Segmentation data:
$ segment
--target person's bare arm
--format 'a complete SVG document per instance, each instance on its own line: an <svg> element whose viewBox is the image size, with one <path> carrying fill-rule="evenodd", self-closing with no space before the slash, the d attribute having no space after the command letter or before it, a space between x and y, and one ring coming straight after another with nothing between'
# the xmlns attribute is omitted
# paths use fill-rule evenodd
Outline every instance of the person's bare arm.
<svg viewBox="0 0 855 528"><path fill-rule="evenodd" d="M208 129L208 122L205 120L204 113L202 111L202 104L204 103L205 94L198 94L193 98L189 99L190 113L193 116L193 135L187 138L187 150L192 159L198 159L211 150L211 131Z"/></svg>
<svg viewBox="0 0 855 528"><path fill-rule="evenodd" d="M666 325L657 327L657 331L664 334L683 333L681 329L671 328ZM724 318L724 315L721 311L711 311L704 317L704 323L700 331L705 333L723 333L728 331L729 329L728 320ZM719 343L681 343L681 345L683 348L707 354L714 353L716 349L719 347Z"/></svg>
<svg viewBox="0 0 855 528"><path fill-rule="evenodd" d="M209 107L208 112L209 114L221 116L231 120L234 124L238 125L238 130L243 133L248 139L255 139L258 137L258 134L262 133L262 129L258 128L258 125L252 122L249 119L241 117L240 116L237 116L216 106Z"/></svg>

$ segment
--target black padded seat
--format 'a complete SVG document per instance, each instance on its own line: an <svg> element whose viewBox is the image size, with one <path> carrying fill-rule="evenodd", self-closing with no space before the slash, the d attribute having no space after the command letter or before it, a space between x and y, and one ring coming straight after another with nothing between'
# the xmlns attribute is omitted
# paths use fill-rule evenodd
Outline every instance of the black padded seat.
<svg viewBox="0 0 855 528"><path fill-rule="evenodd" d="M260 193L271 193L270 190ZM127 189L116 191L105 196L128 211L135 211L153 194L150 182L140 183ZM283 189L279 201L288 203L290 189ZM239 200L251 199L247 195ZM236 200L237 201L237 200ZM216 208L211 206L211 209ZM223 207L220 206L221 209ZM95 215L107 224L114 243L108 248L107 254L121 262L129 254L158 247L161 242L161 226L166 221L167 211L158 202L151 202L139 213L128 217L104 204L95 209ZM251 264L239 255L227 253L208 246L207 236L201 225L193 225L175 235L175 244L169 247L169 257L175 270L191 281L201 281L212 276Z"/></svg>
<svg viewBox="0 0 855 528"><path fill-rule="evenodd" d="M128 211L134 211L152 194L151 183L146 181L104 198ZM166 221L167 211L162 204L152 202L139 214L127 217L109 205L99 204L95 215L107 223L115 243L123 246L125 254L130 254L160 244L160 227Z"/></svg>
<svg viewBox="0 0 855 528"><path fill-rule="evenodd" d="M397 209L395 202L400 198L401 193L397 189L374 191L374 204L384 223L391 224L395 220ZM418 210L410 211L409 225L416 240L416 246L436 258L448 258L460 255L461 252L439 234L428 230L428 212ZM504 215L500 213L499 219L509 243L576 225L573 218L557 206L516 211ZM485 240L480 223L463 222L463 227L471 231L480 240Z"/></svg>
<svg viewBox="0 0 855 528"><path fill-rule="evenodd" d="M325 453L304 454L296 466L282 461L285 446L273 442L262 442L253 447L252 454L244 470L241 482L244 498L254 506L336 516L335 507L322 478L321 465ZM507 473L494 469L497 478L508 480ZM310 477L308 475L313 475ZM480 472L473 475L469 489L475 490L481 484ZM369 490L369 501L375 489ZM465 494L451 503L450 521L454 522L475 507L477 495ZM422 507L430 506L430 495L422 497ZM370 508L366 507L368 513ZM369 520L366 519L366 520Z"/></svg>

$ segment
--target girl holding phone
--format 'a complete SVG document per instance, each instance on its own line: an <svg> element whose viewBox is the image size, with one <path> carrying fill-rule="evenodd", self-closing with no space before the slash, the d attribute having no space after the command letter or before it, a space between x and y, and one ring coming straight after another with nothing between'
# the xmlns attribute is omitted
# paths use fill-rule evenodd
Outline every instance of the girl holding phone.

Challenge — Report each line of the data above that contains the word "every".

Solved problem —
Outline every instance of the person's bare arm.
Outline every instance of the black padded seat.
Outline every instance of the girl holding phone.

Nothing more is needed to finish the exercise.